#### PAGE EXTRACT
────────────────────

After being convincingly re-elected as his party's president, Japanese Prime Minister Junichiro Koizumi wasted little time in reshuffling his cabinet. The fresh lineup is skillfully designed to maximize the party's electoral appeal as well as offering olive branches to Koizumi's factional adversaries. Significantly, the new team also signals a hardening in the administration's attitude toward North Korea and places the rogue state at the heart of Japan's foreign-policy agenda. The new emphasis is almost certain to diminish the importance of other key international issues, and this is arguably one of the move's primary objectives.

Koizumi has carefully regenerated his cabinet with lawmakers known for their hardline positions on North Korea. So potent is this new formula that within its inaugural week bitter clashes erupted between the two countries at the United Nations General Assembly.

The chief drumbeater for the new cabinet hawks is Shinzo Abe, who takes on the post of Liberal Democratic Party (LDP) secretary general. This is a high-profile position that ranks Abe as the party's No 2 man after the prime minister. Immediately after taking up his new post, Abe hit the airwaves with a series of straight-talking interviews in which he outlined the government's more robust approach to the Stalinist state.

────────────────────

#### STORED ROWS

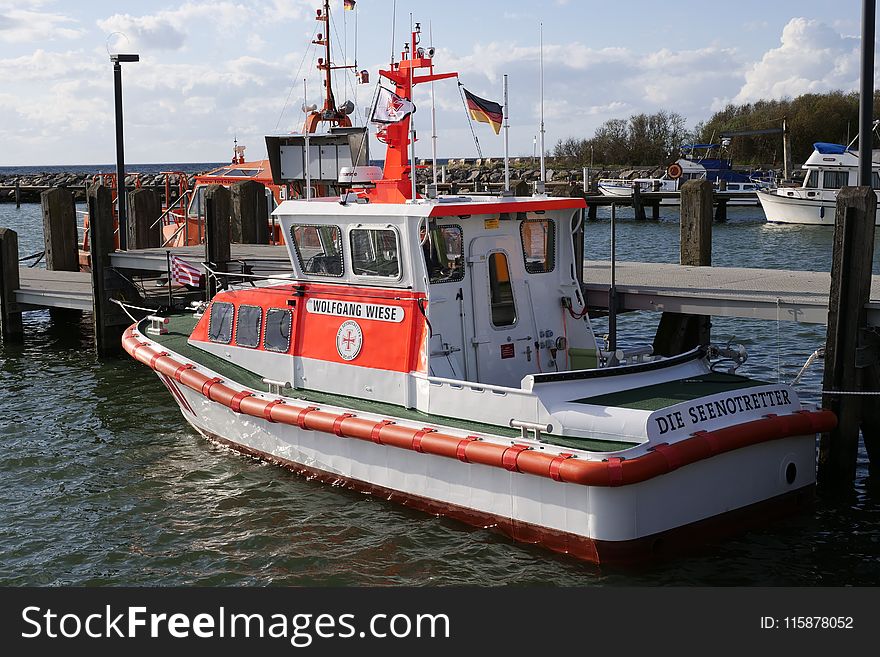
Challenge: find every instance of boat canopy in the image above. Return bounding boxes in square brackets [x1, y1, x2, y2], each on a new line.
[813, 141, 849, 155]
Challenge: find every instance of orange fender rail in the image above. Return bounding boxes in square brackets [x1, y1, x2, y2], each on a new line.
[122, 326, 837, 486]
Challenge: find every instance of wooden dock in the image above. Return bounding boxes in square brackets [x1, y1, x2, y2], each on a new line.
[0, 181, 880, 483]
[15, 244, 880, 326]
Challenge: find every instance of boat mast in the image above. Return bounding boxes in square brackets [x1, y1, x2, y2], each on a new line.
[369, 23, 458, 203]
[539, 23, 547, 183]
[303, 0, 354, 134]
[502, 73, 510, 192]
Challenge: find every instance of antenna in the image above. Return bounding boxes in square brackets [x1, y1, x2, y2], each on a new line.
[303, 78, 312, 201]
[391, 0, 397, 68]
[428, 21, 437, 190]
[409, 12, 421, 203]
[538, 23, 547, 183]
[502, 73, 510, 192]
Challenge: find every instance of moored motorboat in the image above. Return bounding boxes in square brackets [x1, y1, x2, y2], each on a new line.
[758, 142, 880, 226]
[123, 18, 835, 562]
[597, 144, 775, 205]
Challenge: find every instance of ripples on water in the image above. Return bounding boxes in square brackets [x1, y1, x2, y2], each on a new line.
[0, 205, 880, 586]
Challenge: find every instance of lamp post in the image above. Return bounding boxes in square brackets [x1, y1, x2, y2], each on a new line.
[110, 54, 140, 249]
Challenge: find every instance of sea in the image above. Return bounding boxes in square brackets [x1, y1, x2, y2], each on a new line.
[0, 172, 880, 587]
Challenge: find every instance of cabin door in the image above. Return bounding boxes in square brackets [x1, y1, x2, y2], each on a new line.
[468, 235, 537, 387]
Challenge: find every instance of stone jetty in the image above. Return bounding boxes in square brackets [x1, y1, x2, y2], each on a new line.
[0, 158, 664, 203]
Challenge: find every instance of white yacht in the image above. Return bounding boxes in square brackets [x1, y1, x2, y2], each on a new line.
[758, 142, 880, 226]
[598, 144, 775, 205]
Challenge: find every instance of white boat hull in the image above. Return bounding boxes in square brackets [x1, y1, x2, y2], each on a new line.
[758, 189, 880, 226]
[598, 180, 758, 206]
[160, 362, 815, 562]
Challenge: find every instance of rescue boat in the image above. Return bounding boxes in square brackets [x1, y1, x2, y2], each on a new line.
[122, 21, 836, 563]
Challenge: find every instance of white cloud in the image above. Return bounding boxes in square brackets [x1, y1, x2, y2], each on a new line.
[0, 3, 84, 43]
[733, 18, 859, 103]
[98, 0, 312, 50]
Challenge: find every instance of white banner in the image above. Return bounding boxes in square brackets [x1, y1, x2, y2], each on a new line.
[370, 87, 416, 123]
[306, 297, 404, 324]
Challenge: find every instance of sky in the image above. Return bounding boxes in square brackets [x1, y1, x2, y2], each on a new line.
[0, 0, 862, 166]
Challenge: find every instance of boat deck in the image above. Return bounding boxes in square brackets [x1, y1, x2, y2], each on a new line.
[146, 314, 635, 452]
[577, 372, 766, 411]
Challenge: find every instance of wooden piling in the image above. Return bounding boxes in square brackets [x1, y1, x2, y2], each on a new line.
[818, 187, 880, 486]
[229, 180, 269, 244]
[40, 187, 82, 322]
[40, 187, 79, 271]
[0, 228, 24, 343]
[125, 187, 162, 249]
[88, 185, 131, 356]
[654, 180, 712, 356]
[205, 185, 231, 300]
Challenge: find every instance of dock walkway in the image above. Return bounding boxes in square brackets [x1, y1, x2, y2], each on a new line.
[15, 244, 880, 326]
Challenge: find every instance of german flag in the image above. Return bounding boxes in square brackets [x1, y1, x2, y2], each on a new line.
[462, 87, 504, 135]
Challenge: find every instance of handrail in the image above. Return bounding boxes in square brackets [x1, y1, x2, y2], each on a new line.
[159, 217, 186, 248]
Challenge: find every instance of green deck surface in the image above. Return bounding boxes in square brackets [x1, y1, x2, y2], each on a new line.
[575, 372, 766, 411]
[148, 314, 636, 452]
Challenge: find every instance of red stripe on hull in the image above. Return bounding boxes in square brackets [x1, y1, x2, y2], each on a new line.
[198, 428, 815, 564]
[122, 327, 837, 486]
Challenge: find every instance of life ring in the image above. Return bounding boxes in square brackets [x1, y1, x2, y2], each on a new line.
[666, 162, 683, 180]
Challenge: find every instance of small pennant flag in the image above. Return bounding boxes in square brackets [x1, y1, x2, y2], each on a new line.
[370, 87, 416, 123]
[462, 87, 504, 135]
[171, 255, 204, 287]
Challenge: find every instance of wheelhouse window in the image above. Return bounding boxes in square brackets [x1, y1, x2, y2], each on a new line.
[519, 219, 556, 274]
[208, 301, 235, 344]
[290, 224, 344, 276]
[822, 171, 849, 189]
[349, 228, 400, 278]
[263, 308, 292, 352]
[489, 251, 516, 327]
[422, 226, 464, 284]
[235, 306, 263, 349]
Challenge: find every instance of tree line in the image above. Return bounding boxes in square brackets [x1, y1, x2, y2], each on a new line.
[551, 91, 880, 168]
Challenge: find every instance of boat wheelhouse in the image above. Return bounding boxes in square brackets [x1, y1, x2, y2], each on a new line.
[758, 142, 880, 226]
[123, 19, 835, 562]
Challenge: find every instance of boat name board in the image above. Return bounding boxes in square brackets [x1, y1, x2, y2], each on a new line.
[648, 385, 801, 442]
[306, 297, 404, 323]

────────────────────

#### TO DO
List every distinct name or phrase the article on Koizumi's cabinet reshuffle uses to refer to North Korea.

#### RESPONSE TO THIS EXERCISE
- North Korea
- the rogue state
- the Stalinist state